=== INPUT FOR THIS TASK ===
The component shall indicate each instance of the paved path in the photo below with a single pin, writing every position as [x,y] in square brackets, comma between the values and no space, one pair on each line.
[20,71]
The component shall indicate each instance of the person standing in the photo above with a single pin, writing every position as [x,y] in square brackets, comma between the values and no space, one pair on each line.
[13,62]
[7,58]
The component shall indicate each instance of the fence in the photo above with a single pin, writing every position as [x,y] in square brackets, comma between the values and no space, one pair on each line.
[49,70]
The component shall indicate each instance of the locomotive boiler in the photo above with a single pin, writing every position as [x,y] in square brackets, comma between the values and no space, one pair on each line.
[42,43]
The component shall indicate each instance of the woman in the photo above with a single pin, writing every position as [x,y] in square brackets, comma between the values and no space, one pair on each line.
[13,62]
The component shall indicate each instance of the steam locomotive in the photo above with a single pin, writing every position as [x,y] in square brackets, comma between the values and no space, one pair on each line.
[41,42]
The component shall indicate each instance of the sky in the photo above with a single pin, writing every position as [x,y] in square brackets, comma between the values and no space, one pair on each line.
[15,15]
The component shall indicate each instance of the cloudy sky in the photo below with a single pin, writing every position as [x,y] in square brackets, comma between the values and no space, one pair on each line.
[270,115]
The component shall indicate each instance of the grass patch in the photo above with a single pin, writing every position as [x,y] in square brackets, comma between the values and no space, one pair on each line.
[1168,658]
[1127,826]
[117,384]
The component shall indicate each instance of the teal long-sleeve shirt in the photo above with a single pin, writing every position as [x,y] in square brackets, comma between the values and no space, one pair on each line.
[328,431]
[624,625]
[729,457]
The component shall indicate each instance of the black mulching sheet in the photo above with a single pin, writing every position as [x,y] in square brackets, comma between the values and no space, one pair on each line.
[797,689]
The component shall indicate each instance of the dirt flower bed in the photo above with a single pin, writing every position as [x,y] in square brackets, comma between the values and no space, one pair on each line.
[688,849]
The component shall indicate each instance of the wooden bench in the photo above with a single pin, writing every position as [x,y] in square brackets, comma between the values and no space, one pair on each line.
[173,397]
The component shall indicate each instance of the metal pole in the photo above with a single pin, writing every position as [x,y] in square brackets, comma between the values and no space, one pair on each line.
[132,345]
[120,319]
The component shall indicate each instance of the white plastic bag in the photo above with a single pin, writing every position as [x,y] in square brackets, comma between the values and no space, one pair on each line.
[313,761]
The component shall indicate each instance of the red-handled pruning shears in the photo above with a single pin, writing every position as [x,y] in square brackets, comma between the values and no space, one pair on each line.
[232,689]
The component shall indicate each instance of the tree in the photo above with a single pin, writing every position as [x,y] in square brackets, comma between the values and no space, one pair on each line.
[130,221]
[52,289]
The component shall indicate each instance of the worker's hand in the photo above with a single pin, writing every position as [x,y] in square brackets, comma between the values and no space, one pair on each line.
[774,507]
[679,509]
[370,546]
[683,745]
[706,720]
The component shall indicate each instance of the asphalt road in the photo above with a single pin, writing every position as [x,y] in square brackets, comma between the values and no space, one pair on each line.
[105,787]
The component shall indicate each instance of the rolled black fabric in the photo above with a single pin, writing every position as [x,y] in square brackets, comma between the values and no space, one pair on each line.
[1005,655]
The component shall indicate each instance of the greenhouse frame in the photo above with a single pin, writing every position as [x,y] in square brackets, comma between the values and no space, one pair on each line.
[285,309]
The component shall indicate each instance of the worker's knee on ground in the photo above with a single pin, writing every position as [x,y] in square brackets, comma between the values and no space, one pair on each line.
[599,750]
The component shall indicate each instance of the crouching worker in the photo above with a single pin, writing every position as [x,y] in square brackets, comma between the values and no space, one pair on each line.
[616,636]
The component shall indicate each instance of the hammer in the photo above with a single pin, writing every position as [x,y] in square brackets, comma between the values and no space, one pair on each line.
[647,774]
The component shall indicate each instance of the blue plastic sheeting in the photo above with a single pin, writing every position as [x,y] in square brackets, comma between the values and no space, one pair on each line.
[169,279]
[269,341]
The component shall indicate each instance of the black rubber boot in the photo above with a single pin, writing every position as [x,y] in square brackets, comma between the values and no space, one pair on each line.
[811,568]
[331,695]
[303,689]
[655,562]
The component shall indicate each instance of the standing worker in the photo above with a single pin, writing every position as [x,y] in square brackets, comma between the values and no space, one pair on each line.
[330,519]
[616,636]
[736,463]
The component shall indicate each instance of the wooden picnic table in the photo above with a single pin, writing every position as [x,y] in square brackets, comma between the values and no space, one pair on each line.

=== WORK ITEM ===
Please output each entry above exactly, leaving nothing out.

=== RESPONSE BELOW ===
The component shall indicate each instance of the paved path in the photo below with a single pin, writing every position as [x,y] in square brackets, comma between the values and no space, one pair on each line.
[20,71]
The component shall indicate each instance of the person standing in the photo above with a single pin, writing every position as [x,y] in square brackets, comma between the values and no space, one pair on each line.
[13,62]
[7,58]
The component shall indicate each instance of the fence in the photo above with a single pin, writing every position as [x,y] in square brackets, comma between the values and no space, one pair on each line.
[49,70]
The component shall indicate each instance of the locomotive boiler in the photo above with a single pin, writing every position as [x,y] in square brackets, comma between the values and no space, one pair on each line.
[42,43]
The component shall indicate each instance of the woman in the photo above with a single pin, writing every position as [x,y] in square brackets, comma between the values and no space, one pair on each line.
[13,62]
The component shall indicate each instance of the steam locomotive in the photo above with a single pin, writing every position as [x,y] in square brackets, comma between the values and no space, one pair on each line.
[41,42]
The component shall indicate each instance of the sky in the photo above with a single pin, writing every position as [x,y] in square brackets, comma between the values and no space, one pair on each line.
[15,15]
The component shall indicate each instance of the cloudy sky in the photo below with a single pin, writing every position as [x,y] in square brackets, comma between the values and no space, one pair on each line.
[270,115]
The component shall indicate each instance of the grass patch in the photo above with a single pin, writing every position as [x,y] in square brackets, comma between the values and no space, one pair on each line.
[1168,658]
[1127,826]
[117,384]
The component shall indicate each instance of the teal long-sleeve shirt in the photo above with a single pin, writing every position as [x,y] in square brackets, comma between the values and no space, one pair on each line.
[328,431]
[624,625]
[729,457]
The component shall indicate each instance of the black mulching sheet in the photo above with a single pin, writing every position as [x,y] in square brackets, comma between the values and no space, one pair on each line.
[797,689]
The component shall indicate each instance of the dirt flower bed in the photo above with a single pin, writing every position as [x,y] in square brackets, comma between the values and no space, one pair on each line.
[688,849]
The component shall indicate each instance of the wooden bench in the photo above with a single pin, writing every position as [x,y] in square brackets, comma between the values and no space, one pair on each line.
[173,397]
The component shall indicate each instance of the metal pole in the photo above with a single pin, writing every position as [x,y] in square brackets, comma between the values and no space, one pair on each line.
[132,345]
[120,319]
The component shall indicate each instance of the white plastic bag in the photo above with a single pin, writing every position as [x,y] in square brackets, comma between the values and no space, one pair on each line.
[313,761]
The component shall indicate each instance of the red-handled pruning shears in the photo above with a single pin, writing every position as [x,y] in square brackets, comma between the values and no space, one pair on each line.
[232,689]
The component shall indicate each instance of the tree in the photo above with a single pin, writing every position as [x,y] in square brackets, comma between the values and no space, one pair on each line.
[130,221]
[52,289]
The component shall indicate each instance of the worker's hand in the photo above with a single pin, writing every position as [x,y] in square brackets, comma between the values and no space, one pair on each line.
[774,507]
[679,509]
[370,546]
[683,745]
[706,720]
The component shall indicate each instance of the asphalt road in the photo above with a single pin, writing every position as [x,y] in square brackets, comma between the values and no space, one pair on each line.
[105,787]
The component shall indicate each instance of the rolled black fabric in the photo above with a single pin, writing every position as [x,y] in square brackets, comma between the values and no space, one pair on each line.
[1005,655]
The component shall indicate each instance of the greenhouse frame in the photo above with a single pin, writing every position as [x,y] in square brackets, comma between the values and no space, one pair on each line.
[285,309]
The component shall indicate each instance of the worker's knee on ground in the photo above with a single pin, writing every position as [x,y] in square brackets, comma between the values and no space, one pair on each line.
[599,750]
The component shall indicate each instance of the crouching worker in the photo above with a single pin, writing every position as [x,y] in square brackets, comma between the values and no space, one pair on each line.
[616,636]
The component shall indicate each instance of the hammer in the photo above with a single pin, writing every position as [x,y] in square brackets, comma between the values and no space, one pair on each line.
[647,774]
The component shall indicate each instance of the blue plastic sheeting in the photo above with a single pin, writing every position as [x,y] in square brackets, comma between the values and no space, one pair on each line.
[169,279]
[269,341]
The component shall indicate each instance of the black rubber boot in the photo above with a single pin, writing every position as [x,y] in square brackets, comma between the values and no space, one pair on each line.
[811,568]
[331,695]
[303,689]
[655,562]
The component shall indicate each instance of the standing worker in the photo above with a single pin, writing every position as [x,y] in square brackets, comma between the values and no space, one pair on each line.
[330,519]
[616,636]
[736,463]
The component shall indicate each instance of the wooden picnic table in the photo above with a single pin, writing every position as [x,y] in square brackets, comma between the values and no space, one pair on each line.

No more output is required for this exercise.